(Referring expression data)
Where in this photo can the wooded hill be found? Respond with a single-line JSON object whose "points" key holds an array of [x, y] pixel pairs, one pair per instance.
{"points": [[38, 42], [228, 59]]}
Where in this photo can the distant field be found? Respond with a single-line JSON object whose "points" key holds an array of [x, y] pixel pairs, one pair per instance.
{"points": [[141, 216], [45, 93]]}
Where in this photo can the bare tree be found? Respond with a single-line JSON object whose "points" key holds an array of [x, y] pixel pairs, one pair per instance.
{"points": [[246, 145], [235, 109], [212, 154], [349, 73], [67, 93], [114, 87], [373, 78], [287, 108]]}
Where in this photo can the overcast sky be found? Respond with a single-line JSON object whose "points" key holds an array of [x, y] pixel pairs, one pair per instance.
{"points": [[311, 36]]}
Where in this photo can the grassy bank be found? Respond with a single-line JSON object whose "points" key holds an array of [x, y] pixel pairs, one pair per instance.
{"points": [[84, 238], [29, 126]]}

**Assignment:**
Print the data above again, with nothing altered and nothing left out.

**Exercise output:**
Where in this photo can the wooded hill be found? Respond with a single-line JSON object whose "points" key holds an array of [x, y] pixel pairs, one pair per instance.
{"points": [[38, 42], [228, 59]]}
Where in this photo can the distant field be found? Respond with a single-line JSON object whose "points" key holds an array of [x, y] pixel pairs, one pair per instance.
{"points": [[141, 216], [45, 93]]}
Where in this photo can the bare tree be found? Respond with a single-line JSON object whose "points" key holds an array of [x, y] pixel pairs, one pair per instance.
{"points": [[246, 145], [235, 109], [212, 154], [349, 73], [67, 93], [114, 87], [373, 78], [287, 108]]}
Where in this photo can the overcast sky be found? Respond with a single-line JSON object whose "points" key holds an array of [x, y] pixel pairs, one pair per instance.
{"points": [[311, 36]]}
Where in this photo can the grassy bank be found? Respond with a single-line JSON object whose "points" key holds an array of [x, y] pixel pairs, one pair per instance.
{"points": [[84, 238], [29, 126]]}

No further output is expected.